■ Given text
= = = =

Newly released emails show that a former Democratic National Committee official and lobbyist for the Turkish government directly contacted two of Hillary Clinton’s top aides to ask for a favor ahead of the then-secretary of state’s March 2009 visit to Turkey.
The correspondence raises numerous questions because the lobbyist, David Mercer, was paid $25,000 a month by the Turkish government to convince lawmakers and government officials to oppose a bill designating the Ottoman Empire’s murder of an estimated 1.5 million Armenian Orthodox Christians from 1915 to 1917 a genocide.
Clinton once touted her support for the resolution but flip-flopped dramatically after she joined the Obama administration.
Mercer, who once served as deputy national finance director for the DNC, also appears to have failed to disclose the contact with the two Clinton aides — her deputy chief of staff Huma Abedin and Capricia Penavic Marshall, then an operative for one of Clinton’s campaign committees — under the Foreign Agents Registration Act (FARA).
The emails, which are entitled “Key Contact” and which the State Department recently turned over to the watchdog group Judicial Watch, offer a rare glimpse at a lobbyist comfortable enough with a Clinton insider to boldly ask for political favors.
[dcquiz] “Hi Huma — Hope all’s well and you’re having a successful trip. Could you please make contact with [redacted]? I greatly appreciate it. If you need additional information don’t hesitate to email me or reach me by cell at [redacted],” Mercer wrote to Abedin on March 4, just days ahead of Clinton’s first visit to Turkey as secretary of state.
While in Turkey Clinton met with then-President Abdullah Gul, then-Prime Minister Recep Tayyip Erdoğan, and Foreign Minister Ali Babacan. In her public remarks she touted the two countries’ NATO alliance and partnership in fighting terrorism.
The U.S.’s reliance on the relatively moderate Islamic regime in the fight against terror helps explain administrations past and present have been hesitant to label the mass slaughter of Armenians a genocide. Turkey strongly opposes the resolution and has threatened economic and diplomatic retaliation if one is passed.
Mercer is one of the chief players in a powerful network of lobbyists that the Turkish government has paid millions of dollars to help communicate the country’s position on the issue.
Described as a protege to Bill Clinton Sec. of Commerce Ron Brown, Mercer was sub-contracted through the Beltway lobbying firm DLA Piper to handle the $25,000-per-month Turkish lobbying effort. One DLA Piper lobbyist who also worked the account was former House Speaker Richard Gephardt, a Missouri Democrat.
In 2008, DLA Piper was the second biggest corporate contributor to Clinton’s campaign, according to the Center for Responsive Politics. It is listed as the eight largest Clinton donor of the 2016 cycle.
Mercer’s email to Marshall, who at the time worked for the pro-Clinton campaign committee, Friends of Hillary, suggests that the longtime Clinton insider had already moved to help the lobbyist.
“Here’s the email I sent to Huma regarding [redacted]. Thanks very much for your help in all this. It would be great if Huma gave [redacted] a call prior to their arrival in Turkey which I believe is tomorrow,” he wrote to Marshall on March 6.

= = = =

■ Extracted records
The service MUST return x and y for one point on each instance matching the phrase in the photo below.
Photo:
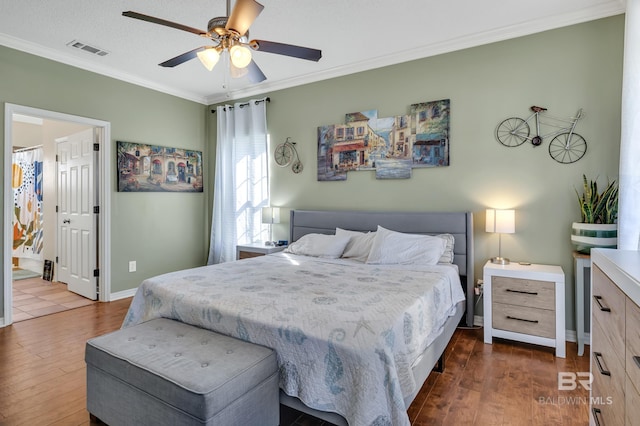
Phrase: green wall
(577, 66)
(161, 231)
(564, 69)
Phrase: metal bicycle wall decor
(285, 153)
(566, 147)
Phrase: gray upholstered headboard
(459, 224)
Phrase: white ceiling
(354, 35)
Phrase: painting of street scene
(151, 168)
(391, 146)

= = = =

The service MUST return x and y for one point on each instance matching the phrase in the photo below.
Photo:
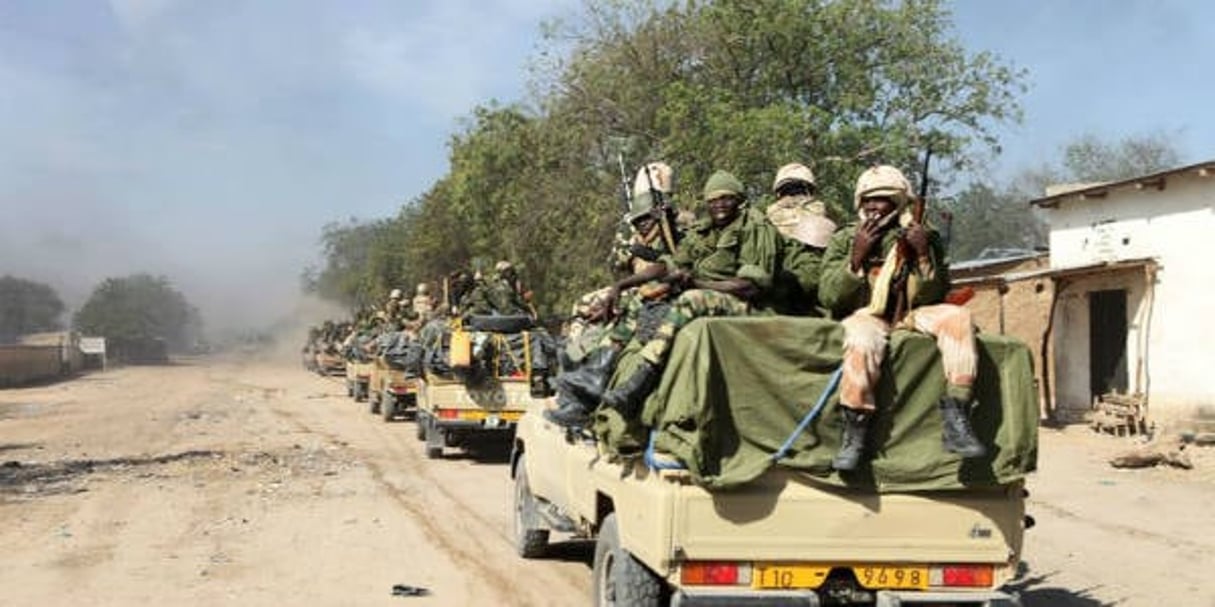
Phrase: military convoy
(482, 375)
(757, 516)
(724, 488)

= = = =

■ The problem
Continue the news article on the Turkish government's lobbyist and his emails to Hillary Clinton's aides, starting right after its final paragraph.

■ Expected output
That August, Marshall would take a job as State’s chief protocol officer. In that role she was in charge of accommodating foreign dignitaries. She received her last paycheck from Friends of Hillary on July 31, 2009, federal records show.
Mercer donated a total of $10,000 to Clinton’s various campaigns, including Friends of Hillary, according to federal records.
Marshall emailed Abedin, who is Muslim, minutes after receiving Mercer’s message.
“On this matter — David called me again and I asked [redacted] to talk to [redacted] and this is what she learned,” she wrote.
It is not entirely clear what the trio discussed in the emails because the State Department redacted portions of the records under an exemption category reserved for attorney-client privilege and the “deliberative process.”
But the messages were sent and received at a crucial inflection point for Clinton on the Armenian genocide issue.
As a New York senator, Clinton supported several resolutions calling for the recognition of the mass murders as genocide. And as a Democratic presidential candidate in 2008 she issued a statement promising to recognize the genocide if elected president. She said then that “alone among the presidential candidates, I have been a long-standing supporter of the Armenian Genocide Resolution.”
The pledge earned Clinton the praise of the Armenian National Committee of America (ANCA), the largest Armenian political organization in the U.S.
But Clinton completely reversed course on the issue and refused to use the “g-word” to describe the century-old atrocity after she entered the Obama administration.
During a State Department town hall in Jan. 2012 she said that the issue of whether the mass murder was genocide was still up for debate.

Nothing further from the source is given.